> Exercise directions
Restate the lines exactly, starting at the line that contains "the man's leg." and finishing with the final line of the records.

[Entries taken from a collection]
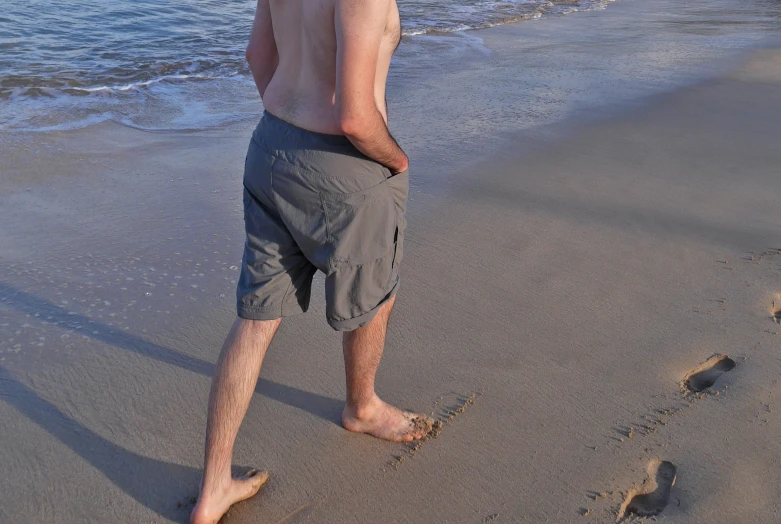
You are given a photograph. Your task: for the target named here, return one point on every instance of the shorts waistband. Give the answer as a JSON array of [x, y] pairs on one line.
[[277, 134]]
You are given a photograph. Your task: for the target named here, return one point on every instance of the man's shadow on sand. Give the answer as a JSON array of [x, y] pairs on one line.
[[158, 485]]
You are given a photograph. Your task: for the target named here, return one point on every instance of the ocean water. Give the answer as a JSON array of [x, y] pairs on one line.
[[173, 65], [162, 65]]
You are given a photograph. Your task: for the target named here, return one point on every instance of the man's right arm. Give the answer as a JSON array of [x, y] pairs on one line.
[[360, 25]]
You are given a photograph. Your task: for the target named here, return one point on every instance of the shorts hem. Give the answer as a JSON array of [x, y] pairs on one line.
[[269, 313], [354, 323]]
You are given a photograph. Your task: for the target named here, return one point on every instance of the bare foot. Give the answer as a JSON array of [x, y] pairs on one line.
[[212, 506], [384, 421]]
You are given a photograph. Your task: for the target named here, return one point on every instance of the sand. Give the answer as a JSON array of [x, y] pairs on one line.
[[558, 296]]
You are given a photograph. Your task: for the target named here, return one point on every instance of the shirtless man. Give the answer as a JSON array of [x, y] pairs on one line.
[[325, 188]]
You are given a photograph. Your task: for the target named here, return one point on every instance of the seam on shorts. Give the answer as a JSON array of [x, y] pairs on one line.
[[336, 263], [260, 309], [371, 313], [276, 157]]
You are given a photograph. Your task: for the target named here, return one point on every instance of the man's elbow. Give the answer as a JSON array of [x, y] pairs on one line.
[[250, 54], [351, 126], [355, 123]]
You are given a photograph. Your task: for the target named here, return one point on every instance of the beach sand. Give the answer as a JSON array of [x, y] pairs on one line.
[[559, 296]]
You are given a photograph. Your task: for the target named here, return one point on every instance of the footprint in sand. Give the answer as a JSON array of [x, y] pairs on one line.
[[654, 496], [704, 376]]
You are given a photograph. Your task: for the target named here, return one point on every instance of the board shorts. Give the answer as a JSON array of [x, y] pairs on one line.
[[312, 202]]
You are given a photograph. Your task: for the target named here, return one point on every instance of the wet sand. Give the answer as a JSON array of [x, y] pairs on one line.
[[559, 298]]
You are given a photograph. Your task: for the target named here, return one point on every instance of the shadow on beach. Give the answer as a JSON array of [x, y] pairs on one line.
[[160, 486]]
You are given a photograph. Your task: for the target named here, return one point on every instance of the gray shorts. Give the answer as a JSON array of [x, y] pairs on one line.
[[313, 201]]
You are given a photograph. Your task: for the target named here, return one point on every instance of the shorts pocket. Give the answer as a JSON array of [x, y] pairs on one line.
[[361, 227]]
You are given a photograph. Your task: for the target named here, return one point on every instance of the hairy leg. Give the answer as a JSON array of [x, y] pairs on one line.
[[364, 412], [234, 383]]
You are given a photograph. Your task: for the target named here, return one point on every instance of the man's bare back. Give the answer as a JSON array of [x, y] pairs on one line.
[[302, 89], [322, 65]]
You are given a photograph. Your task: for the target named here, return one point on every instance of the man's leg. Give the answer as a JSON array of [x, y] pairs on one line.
[[364, 412], [234, 383]]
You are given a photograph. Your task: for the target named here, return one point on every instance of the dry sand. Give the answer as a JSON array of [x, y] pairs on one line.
[[555, 305]]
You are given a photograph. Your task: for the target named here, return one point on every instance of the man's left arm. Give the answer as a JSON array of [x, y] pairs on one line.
[[262, 55]]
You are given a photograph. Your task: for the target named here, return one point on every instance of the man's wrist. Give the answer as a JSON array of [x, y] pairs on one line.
[[402, 166]]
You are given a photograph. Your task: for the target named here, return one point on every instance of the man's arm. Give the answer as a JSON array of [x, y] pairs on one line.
[[262, 53], [360, 25]]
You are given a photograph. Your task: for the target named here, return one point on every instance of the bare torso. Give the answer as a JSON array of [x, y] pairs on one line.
[[302, 89]]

> Your response
You are given a photograph. Your task: for the target named here, return one point on every instance of the man's leg. Give the answer as a JSON array of [x, y] pairs on one line.
[[364, 412], [234, 383]]
You are given a photograph. Your task: for the target named here, return one point on every instance of the dry sand. Give the answer as a JSON array of [x, y] pairs on one line.
[[555, 305]]
You are given a photograph. Your task: for the target named here, return one point on every instance of the man's left arm. Give the answer as a JSON array of [x, y] pairs on one line.
[[262, 55]]
You are given a photograph. Your task: for the target named here, return one point on every instance of the man's wrist. Give the answer as a JSON array of [x, y] pairs on one line.
[[402, 166]]
You are given a photograph. Your task: for the target named here, return one point on every instance of the man's arm. Give the answer as a JSON array of [x, y] pairs on one line.
[[262, 53], [360, 25]]
You are given a photograph. Your task: for the target named here, return one point on every instance of the bare torso. Give the answer as a JSON array of [x, y] pairs on one line.
[[302, 89]]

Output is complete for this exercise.